[Start of Attachment]

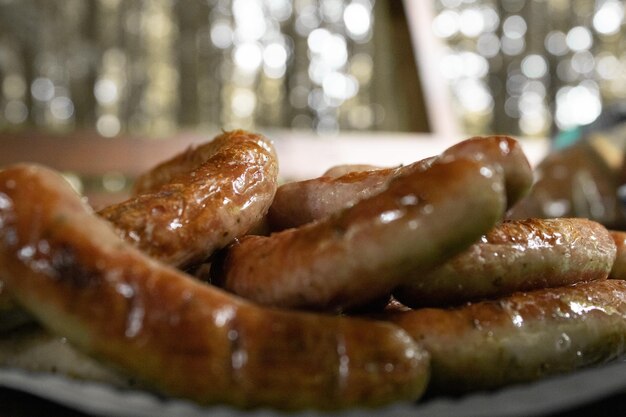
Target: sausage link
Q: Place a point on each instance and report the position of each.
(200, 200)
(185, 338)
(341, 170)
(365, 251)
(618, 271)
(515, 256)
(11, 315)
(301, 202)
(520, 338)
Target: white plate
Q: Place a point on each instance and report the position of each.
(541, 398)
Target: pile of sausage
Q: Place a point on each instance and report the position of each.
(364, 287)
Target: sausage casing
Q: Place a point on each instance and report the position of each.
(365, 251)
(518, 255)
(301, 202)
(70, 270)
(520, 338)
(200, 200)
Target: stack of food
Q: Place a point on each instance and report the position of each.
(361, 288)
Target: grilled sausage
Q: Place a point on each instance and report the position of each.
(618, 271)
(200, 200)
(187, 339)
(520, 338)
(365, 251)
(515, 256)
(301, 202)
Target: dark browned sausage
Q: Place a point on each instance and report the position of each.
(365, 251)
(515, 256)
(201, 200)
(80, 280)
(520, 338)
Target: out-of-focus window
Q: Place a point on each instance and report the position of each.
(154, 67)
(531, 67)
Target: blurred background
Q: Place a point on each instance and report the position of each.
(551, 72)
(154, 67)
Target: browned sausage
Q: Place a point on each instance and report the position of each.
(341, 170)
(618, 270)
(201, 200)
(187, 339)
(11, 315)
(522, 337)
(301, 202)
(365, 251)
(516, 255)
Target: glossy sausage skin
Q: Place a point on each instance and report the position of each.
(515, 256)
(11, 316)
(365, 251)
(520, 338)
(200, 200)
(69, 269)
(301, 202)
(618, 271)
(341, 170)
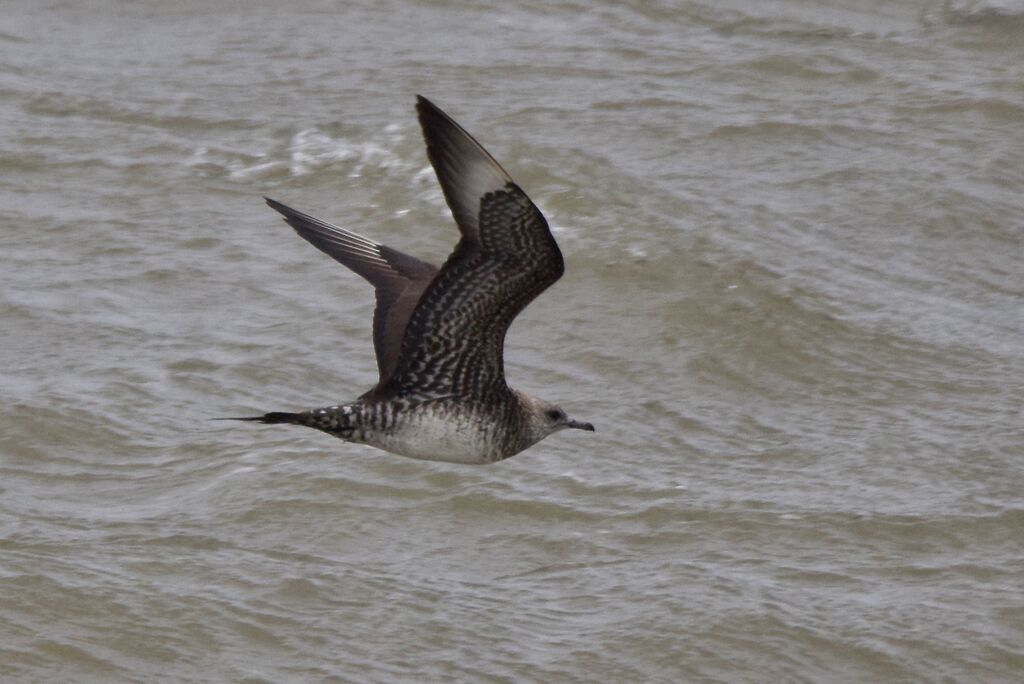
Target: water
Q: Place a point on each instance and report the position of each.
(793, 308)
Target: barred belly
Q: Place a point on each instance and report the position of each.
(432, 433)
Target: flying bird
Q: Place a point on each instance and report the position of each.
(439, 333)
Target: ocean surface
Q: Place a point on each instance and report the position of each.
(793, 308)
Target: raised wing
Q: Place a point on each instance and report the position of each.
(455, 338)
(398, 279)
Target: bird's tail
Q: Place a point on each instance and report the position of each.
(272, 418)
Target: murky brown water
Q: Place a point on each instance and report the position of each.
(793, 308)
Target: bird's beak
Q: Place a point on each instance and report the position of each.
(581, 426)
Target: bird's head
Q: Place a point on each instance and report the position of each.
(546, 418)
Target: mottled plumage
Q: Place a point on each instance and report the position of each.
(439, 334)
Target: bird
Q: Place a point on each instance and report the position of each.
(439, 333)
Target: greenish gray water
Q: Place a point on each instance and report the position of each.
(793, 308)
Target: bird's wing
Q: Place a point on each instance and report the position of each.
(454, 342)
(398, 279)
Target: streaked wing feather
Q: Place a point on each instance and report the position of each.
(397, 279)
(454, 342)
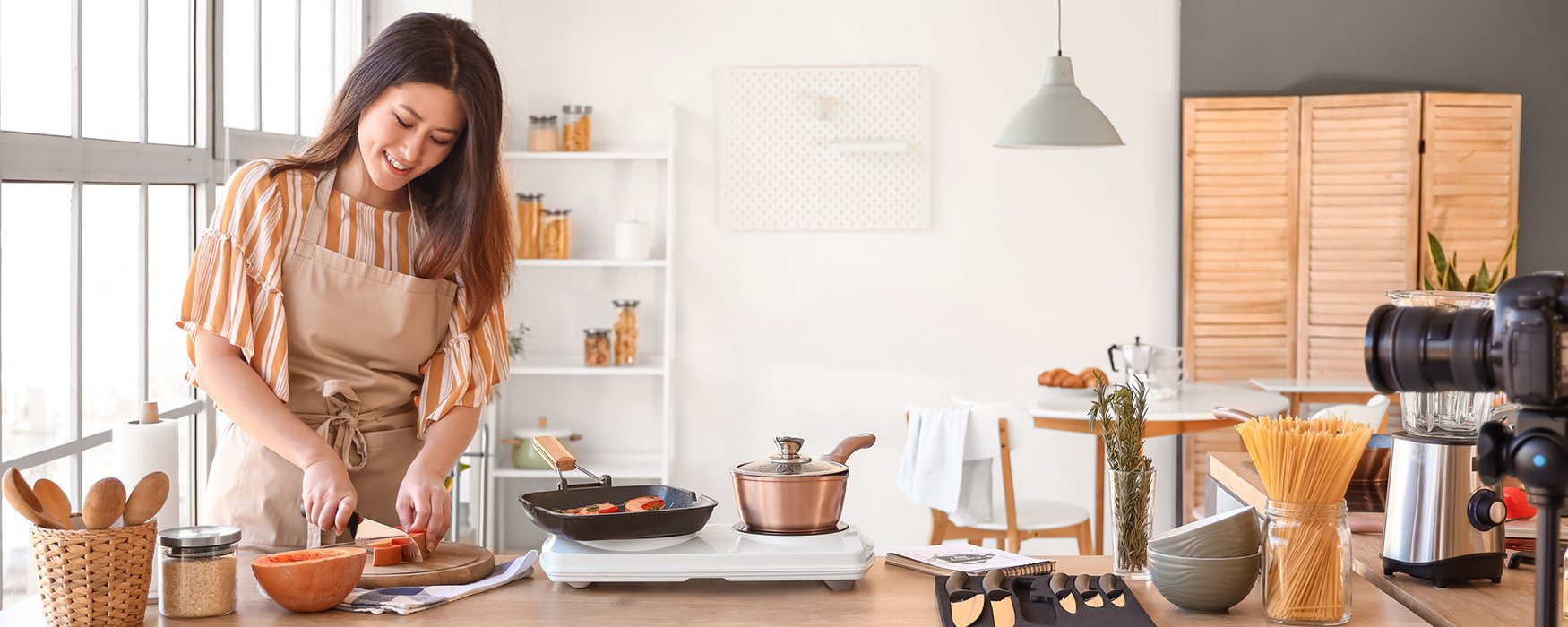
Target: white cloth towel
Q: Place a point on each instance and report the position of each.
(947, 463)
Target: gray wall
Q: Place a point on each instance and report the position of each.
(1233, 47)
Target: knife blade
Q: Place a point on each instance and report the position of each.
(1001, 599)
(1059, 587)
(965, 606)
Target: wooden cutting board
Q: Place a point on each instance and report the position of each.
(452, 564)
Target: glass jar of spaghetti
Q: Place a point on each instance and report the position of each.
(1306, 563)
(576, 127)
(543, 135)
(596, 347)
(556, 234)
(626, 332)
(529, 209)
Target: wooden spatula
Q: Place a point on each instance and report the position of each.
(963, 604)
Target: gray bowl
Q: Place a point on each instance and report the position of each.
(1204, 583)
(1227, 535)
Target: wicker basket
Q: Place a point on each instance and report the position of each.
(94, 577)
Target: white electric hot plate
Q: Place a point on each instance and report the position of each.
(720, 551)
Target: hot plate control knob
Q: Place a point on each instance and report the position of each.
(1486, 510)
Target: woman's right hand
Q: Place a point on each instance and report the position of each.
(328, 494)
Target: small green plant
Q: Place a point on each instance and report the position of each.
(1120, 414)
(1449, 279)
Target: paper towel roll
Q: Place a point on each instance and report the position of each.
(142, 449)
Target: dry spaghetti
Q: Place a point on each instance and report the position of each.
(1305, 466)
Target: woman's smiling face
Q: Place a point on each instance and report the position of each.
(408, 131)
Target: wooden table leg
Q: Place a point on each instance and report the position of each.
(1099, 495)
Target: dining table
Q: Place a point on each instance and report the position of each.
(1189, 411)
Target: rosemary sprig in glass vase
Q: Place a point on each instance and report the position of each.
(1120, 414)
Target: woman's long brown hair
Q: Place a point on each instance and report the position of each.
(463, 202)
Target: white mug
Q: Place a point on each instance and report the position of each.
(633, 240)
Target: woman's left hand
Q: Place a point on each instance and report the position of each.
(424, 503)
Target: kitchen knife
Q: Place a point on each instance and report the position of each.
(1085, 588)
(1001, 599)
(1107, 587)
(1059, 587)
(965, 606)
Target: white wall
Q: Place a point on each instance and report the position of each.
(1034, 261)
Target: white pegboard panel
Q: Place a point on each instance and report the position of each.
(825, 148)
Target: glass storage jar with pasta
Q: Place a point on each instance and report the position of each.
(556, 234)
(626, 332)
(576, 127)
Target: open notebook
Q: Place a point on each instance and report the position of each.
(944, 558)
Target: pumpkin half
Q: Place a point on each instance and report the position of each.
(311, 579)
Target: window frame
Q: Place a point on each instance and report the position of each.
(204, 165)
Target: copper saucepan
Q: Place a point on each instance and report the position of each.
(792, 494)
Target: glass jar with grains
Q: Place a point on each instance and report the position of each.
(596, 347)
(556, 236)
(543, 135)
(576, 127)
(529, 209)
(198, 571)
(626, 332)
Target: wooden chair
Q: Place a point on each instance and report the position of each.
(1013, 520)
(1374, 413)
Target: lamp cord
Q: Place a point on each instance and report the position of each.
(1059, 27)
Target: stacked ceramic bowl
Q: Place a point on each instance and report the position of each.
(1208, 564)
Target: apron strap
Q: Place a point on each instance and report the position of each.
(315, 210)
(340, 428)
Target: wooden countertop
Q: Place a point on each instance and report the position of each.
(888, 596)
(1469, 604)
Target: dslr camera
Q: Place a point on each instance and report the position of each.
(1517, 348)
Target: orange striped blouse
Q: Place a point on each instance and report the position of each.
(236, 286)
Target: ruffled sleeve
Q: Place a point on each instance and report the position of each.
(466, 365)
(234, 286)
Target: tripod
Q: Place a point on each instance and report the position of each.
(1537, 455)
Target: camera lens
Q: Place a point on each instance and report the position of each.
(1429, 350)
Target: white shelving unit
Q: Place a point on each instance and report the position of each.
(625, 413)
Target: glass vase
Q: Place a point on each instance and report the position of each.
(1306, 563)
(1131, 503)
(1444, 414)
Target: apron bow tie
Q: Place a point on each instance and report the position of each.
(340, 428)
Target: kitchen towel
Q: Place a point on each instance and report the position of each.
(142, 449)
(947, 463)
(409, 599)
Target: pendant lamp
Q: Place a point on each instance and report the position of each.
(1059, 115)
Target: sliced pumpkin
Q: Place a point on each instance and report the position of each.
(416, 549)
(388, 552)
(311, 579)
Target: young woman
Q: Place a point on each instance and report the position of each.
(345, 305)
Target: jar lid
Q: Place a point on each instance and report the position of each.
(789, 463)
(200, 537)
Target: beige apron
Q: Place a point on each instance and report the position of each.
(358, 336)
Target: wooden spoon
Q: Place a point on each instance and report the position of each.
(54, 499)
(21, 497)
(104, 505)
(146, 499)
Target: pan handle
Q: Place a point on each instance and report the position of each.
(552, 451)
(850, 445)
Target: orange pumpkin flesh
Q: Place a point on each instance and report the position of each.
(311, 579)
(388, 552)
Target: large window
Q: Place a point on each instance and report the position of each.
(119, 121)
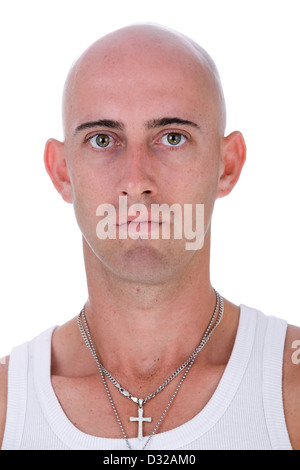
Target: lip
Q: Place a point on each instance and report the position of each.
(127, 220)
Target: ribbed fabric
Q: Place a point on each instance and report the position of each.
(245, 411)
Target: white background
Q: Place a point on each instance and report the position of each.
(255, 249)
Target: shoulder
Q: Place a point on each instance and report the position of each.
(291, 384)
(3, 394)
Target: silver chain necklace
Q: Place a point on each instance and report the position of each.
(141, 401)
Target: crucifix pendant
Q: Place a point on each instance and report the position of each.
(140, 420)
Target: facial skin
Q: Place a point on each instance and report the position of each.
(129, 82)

[End of Attachment]

▶ _Your assignment_: Report every line in the data that holds "water", copying each one.

▶ _Written answer_:
Target: water
Target: murky brown water
Target: greenish gray water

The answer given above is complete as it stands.